PROBLEM: Count the lines in the data below that include the word "black", then state the total and nothing besides.

EXERCISE MATERIALS:
══════

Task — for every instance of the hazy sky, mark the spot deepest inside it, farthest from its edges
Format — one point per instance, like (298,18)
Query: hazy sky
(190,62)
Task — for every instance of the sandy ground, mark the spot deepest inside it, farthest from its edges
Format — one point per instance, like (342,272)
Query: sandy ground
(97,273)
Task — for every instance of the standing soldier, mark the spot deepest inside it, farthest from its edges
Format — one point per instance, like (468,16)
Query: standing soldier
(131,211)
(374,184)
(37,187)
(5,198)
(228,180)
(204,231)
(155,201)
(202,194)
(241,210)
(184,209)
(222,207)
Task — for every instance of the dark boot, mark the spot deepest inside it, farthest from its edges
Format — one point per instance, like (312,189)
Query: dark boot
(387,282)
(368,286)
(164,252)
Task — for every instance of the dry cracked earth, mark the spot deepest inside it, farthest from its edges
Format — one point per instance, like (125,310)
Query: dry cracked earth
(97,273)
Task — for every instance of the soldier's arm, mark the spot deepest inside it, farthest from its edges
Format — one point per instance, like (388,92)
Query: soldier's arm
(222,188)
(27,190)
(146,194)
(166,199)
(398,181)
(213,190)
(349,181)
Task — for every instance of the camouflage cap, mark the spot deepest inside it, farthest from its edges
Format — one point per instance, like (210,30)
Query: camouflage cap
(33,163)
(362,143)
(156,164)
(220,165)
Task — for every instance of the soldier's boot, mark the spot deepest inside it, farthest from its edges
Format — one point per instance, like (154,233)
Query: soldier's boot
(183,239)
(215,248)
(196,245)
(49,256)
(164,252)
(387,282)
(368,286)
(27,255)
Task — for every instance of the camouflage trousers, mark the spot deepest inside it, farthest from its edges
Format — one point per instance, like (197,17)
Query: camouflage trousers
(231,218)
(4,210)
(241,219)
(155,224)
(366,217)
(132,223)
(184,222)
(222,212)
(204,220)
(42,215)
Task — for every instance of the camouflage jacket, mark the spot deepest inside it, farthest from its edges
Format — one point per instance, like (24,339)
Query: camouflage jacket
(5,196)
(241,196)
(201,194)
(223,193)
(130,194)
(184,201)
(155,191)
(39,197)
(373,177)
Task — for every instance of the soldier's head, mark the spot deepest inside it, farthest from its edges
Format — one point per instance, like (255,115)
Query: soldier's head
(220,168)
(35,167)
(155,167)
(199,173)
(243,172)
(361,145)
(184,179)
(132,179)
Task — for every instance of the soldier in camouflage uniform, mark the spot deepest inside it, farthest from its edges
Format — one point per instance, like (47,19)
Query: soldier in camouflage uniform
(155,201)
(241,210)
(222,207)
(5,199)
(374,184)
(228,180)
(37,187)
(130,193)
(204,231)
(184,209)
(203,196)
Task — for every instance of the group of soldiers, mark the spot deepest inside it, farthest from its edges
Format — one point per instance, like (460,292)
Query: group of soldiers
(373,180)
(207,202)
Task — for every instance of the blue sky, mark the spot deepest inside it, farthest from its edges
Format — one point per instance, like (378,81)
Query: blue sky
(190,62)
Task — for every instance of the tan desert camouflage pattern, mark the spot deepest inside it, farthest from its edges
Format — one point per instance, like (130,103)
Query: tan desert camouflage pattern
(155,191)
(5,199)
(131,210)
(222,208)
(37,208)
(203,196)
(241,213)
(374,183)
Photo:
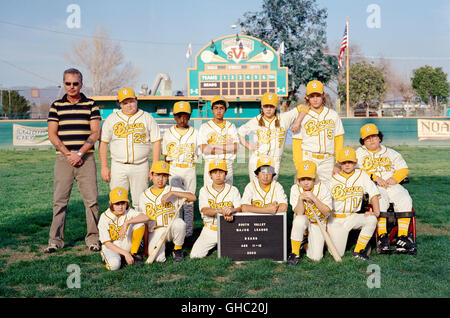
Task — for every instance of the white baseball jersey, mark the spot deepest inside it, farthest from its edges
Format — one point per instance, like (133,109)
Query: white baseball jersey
(159,213)
(255,196)
(382,163)
(211,133)
(318,131)
(321,191)
(109,226)
(270,138)
(208,197)
(180,148)
(348,192)
(130,137)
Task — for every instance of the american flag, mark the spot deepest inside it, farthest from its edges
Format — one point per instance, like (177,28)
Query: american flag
(343,47)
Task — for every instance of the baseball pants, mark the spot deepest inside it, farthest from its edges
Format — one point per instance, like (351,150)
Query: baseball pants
(131,177)
(339,228)
(316,240)
(205,242)
(396,194)
(207,179)
(186,179)
(113,259)
(86,178)
(176,235)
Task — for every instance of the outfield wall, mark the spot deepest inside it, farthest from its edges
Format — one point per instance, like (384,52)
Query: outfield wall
(397,131)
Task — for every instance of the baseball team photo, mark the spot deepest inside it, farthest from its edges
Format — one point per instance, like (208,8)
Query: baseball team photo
(276,158)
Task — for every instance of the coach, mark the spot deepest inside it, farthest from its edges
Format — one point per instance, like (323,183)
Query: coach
(73,128)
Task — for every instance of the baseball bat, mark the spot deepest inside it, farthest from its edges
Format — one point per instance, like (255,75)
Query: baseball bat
(331,247)
(162,240)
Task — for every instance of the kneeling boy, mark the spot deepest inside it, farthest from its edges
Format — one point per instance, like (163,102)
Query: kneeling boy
(218,198)
(348,188)
(109,226)
(308,200)
(158,204)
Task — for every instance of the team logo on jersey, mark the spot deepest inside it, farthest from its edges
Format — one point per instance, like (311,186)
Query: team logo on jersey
(371,164)
(341,193)
(114,231)
(216,139)
(313,127)
(265,136)
(219,205)
(122,131)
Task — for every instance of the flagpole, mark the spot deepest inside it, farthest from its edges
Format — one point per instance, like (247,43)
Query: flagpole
(348,74)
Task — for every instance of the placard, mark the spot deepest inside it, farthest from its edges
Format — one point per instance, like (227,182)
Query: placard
(252,236)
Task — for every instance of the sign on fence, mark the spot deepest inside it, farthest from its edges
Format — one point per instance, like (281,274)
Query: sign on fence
(30,136)
(433,129)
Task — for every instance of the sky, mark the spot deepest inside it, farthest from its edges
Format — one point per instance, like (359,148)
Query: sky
(155,34)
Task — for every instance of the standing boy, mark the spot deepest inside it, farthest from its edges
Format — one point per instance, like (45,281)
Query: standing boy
(264,194)
(309,199)
(348,188)
(159,204)
(321,135)
(130,133)
(179,148)
(214,199)
(217,139)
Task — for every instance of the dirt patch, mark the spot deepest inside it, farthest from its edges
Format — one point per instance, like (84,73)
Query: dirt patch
(23,253)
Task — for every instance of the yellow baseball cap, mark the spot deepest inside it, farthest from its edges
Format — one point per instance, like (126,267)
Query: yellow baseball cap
(269,99)
(368,130)
(346,154)
(219,99)
(118,194)
(160,167)
(307,169)
(181,107)
(217,164)
(314,87)
(125,93)
(265,161)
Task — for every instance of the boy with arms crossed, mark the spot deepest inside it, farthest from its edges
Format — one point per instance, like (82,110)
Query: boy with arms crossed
(179,147)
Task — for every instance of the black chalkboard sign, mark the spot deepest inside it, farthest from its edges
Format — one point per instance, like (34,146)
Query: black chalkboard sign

══════

EXERCISE OUTPUT: 2